(Beginning of PROVIDED ENTRIES)

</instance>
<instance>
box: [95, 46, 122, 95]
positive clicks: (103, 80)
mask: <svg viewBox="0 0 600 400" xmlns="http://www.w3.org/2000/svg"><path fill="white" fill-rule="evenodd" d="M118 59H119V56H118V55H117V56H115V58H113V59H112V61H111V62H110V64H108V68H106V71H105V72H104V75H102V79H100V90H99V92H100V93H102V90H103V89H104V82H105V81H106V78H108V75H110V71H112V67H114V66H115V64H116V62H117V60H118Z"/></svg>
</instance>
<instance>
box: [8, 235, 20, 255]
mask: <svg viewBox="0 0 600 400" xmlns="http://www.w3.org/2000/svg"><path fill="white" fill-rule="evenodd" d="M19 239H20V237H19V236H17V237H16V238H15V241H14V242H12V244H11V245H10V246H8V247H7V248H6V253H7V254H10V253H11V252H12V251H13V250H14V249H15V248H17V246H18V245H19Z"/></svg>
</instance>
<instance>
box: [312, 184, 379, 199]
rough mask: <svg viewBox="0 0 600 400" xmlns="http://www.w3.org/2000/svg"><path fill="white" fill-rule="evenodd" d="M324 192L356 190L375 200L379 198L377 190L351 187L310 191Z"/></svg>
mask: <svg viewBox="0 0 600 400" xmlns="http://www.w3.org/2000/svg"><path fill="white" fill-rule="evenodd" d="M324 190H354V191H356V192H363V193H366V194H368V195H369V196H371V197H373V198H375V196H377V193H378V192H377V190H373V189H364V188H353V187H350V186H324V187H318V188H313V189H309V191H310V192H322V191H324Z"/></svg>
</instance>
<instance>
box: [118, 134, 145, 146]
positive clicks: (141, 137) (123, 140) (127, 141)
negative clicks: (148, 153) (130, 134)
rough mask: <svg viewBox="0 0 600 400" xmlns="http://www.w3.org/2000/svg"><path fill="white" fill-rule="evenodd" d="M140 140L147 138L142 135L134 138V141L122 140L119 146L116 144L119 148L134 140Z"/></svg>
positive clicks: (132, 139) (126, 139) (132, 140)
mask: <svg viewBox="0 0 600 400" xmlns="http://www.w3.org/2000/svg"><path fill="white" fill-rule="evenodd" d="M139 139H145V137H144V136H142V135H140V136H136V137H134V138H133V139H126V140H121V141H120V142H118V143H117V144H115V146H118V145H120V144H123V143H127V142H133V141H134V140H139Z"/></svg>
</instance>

(End of PROVIDED ENTRIES)

» REQUIRED ACTION: Repeat all the data, every line exactly.

» RESULT OF THE EXERCISE:
</instance>
<instance>
box: [95, 46, 122, 95]
positive clicks: (103, 80)
mask: <svg viewBox="0 0 600 400" xmlns="http://www.w3.org/2000/svg"><path fill="white" fill-rule="evenodd" d="M118 59H119V56H118V55H117V56H115V58H113V59H112V61H111V62H110V64H108V68H106V71H105V72H104V75H102V79H100V90H99V92H100V93H102V90H103V89H104V82H105V81H106V78H108V75H110V71H112V67H114V66H115V64H116V62H117V60H118Z"/></svg>
</instance>
<instance>
box: [8, 235, 20, 255]
mask: <svg viewBox="0 0 600 400" xmlns="http://www.w3.org/2000/svg"><path fill="white" fill-rule="evenodd" d="M19 239H20V237H19V236H17V237H16V238H15V241H14V242H12V244H11V245H10V246H8V247H7V248H6V253H7V254H10V253H11V252H12V251H13V250H14V249H15V248H17V246H18V245H19Z"/></svg>
</instance>
<instance>
box: [312, 184, 379, 199]
rough mask: <svg viewBox="0 0 600 400" xmlns="http://www.w3.org/2000/svg"><path fill="white" fill-rule="evenodd" d="M324 192L356 190L375 200L379 198L377 190L351 187L310 191Z"/></svg>
mask: <svg viewBox="0 0 600 400" xmlns="http://www.w3.org/2000/svg"><path fill="white" fill-rule="evenodd" d="M324 190H354V191H356V192H363V193H366V194H368V195H369V196H371V197H373V198H375V196H377V193H378V192H377V190H373V189H364V188H353V187H350V186H324V187H318V188H313V189H309V191H310V192H322V191H324Z"/></svg>
</instance>
<instance>
box: [118, 134, 145, 146]
positive clicks: (141, 137) (123, 140) (127, 141)
negative clicks: (148, 153) (130, 134)
rough mask: <svg viewBox="0 0 600 400" xmlns="http://www.w3.org/2000/svg"><path fill="white" fill-rule="evenodd" d="M140 140L147 138L142 135L134 138V141L122 140L119 146L116 144L119 148L134 140Z"/></svg>
positive clicks: (132, 139) (126, 139) (132, 140)
mask: <svg viewBox="0 0 600 400" xmlns="http://www.w3.org/2000/svg"><path fill="white" fill-rule="evenodd" d="M139 139H145V137H144V136H142V135H140V136H136V137H134V138H133V139H126V140H121V141H120V142H118V143H117V144H115V146H118V145H120V144H123V143H127V142H133V141H134V140H139Z"/></svg>
</instance>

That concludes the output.